**ОТРЫВОК:**
# # #

М.: Текст
Опубликовано в журнале Знамя, номер 7, 2010
Беспокойное сердце // Свободны как никогда
Краткий курс. — М.: Текст, 2009. —
Уле Мартин Хейстад. История сердца в мировой культуре от Античности
до современности. Перевод с норвежского: С. Карпушина, А.Наумова;
Жан-Клод Болонь. История любовных побед от Античности до наших дней. Пер. с фр.
Книги — действительно “краткий курс”, беглый пересказ исследований истории и культуры, философских работ, художественных произведений, дневников, судебных протоколов, популярных журналов, пригодный только для первоначального знакомства с вопросом. Но вопрос очень уж важный — как человек учился понимать себя, согласовывать чувства и разум, свою свободу и свободу другого человека. И хорошо, если прочитавший задумается над тем, что многое, казавшееся ему очевидным, вовсе таким не является.
История сердца — это фактически история понимания человеком своего тела. Для древних египтян каменное сердце было положительным образом. Но для них сердце — орган мысли, анализа, и каменное сердце соответствует нашей холодной голове. Жесткое сердце устойчиво и благоразумно. Тот же поворот произошел и в Древней Греции. Различие “Илиады” и “Одиссеи” в том, что на место спонтанных поступков и необъяснимой воли богов приходит осознанный самоконтроль.
Но понимание человека в первую очередь как разума повело к характерному для европейской культуры разрыву, оформленному Платоном и унаследованному христианством. Понимание природы как бездушной материи — а души как чего-то, стремящегося освободиться от проклятия телесности. А ведь душа вначале была дыханием (и разум помещали где-то в диафрагме). И христианство вначале было не настолько нетерпимым к телу. Христос благословлял и блудницу, а Мария Магдалина входила в его ближайшее окружение, и ей первой он явился после Воскресения. И само Воскресение мыслилось именно как телесное. Но далее христианство перешло на отношение к телу как к неизбежному злу. Видимо, человек в который раз не справился со сложностью и предпочел упростить. Четкое и однозначное разделение на свет и тьму, добро и зло было свойственно другой религии тех времен — манихейству и перешло к христианству через Августина, который, прежде чем стать одним из отцов католической церкви, десять лет был манихеем.

# # #

**РАЗДЕЛ ДАННЫХ:**
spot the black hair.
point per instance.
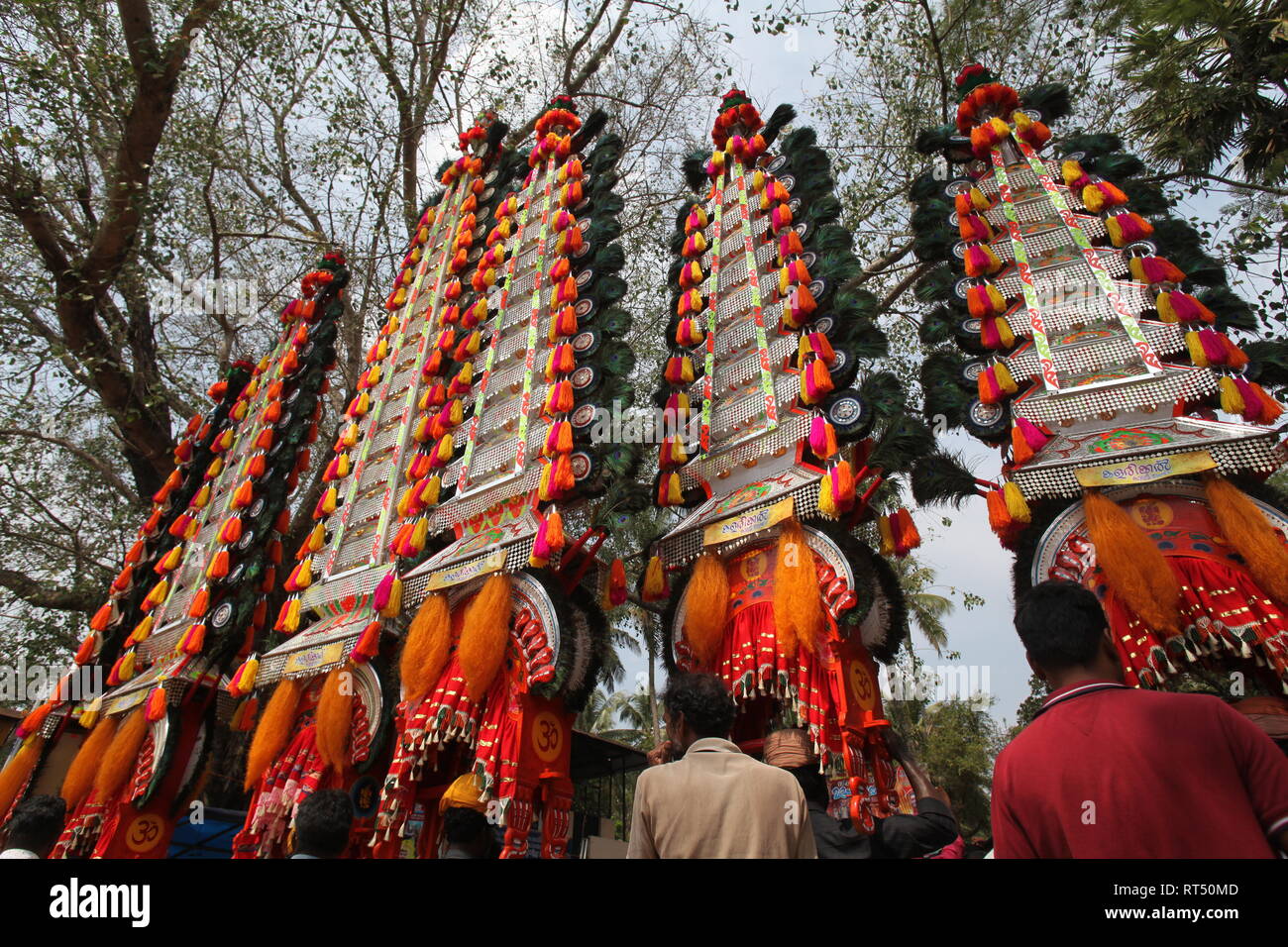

# # #

**УСЛОВИЕ ЗАДАЧИ 1:** Перепишите абзац отрывка, начинающийся со слов «История сердца — это фактически», в виде краткого списка, сохранив его основные факты.
**УСЛОВИЕ ЗАДАЧИ 2:** Перечислите все виды источников, которые, согласно отрывку, бегло пересказываются в этих книгах.
**УСЛОВИЕ ЗАДАЧИ 3:** Изложите суть отрывка в двух предложениях.

**ОТВЕТ 1:**
- История сердца — по сути история понимания человеком своего тела.
- У древних египтян каменное сердце было положительным образом: сердце считалось органом мысли и анализа, поэтому каменное сердце соответствует нашей холодной голове.
- Жесткое сердце устойчиво и благоразумно.
- Тот же поворот произошел в Древней Греции: в «Одиссее», в отличие от «Илиады», спонтанные поступки и необъяснимую волю богов сменяет осознанный самоконтроль.

**ОТВЕТ 2:**
- исследования истории и культуры
- философские работы
- художественные произведения
- дневники
- судебные протоколы
- популярные журналы

**ОТВЕТ 3:** Книги об истории сердца и истории любовных побед представлены в отрывке как «краткий курс» — беглый пересказ, пригодный лишь для первоначального знакомства с важным вопросом о том, как человек учился понимать себя. История сердца названа историей понимания человеком своего тела, а характерный для европейской культуры разрыв души и тела, оформленный Платоном, унаследовало христианство, которое со временем стало относиться к телу как к неизбежному злу.